* **GIVEN RECORDS**
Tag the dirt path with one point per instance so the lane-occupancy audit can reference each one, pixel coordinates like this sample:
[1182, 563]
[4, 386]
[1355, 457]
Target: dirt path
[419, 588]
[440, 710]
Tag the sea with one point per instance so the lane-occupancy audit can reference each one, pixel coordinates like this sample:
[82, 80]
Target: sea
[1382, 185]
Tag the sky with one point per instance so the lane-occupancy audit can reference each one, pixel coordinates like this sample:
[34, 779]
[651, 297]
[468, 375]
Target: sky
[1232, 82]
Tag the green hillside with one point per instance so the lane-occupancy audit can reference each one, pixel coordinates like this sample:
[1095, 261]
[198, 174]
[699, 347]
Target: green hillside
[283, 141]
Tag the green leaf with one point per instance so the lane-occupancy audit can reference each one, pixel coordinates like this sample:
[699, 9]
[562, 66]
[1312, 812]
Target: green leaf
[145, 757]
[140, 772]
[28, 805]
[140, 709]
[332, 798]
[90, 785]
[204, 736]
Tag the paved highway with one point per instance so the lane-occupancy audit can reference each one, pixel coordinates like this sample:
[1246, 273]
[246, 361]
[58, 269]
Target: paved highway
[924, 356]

* **EXERCISE BRIEF**
Every line above needs to be repeated exactly as shown.

* **PROBLEM SOLUTION**
Tag the dirt path with one point per instance so the lane-occupancy audit can reference each one, pixel coordinates like this sample:
[1182, 563]
[4, 386]
[1355, 457]
Target: dirt path
[419, 588]
[440, 710]
Tag the sea with one point per instance so the lane-occupancy audit can reference each one, pixel coordinates like this sample:
[82, 80]
Target: sea
[1382, 185]
Tag the sky with one point per instance so the lane-occupancy audit can reference each one, pixel coordinates like this sample:
[34, 779]
[651, 297]
[468, 375]
Target: sky
[1232, 82]
Tag the green hillside with one point per instance so the lane-occupancy audit can reference each one, pixel coordinates like this sample:
[1095, 261]
[198, 174]
[699, 347]
Target: green hillside
[283, 141]
Tag the green leaf with one point per instance so the lane-occupancy audit can reference each one, pixel coordinates like this sample:
[699, 9]
[562, 66]
[1312, 812]
Target: green leaf
[145, 757]
[140, 772]
[28, 805]
[140, 709]
[332, 798]
[90, 785]
[204, 736]
Tag the paved highway with one point per instance so the lane-occupancy audit can reference each one, pixel coordinates like this sample:
[1246, 273]
[246, 361]
[58, 269]
Target: paved highway
[924, 356]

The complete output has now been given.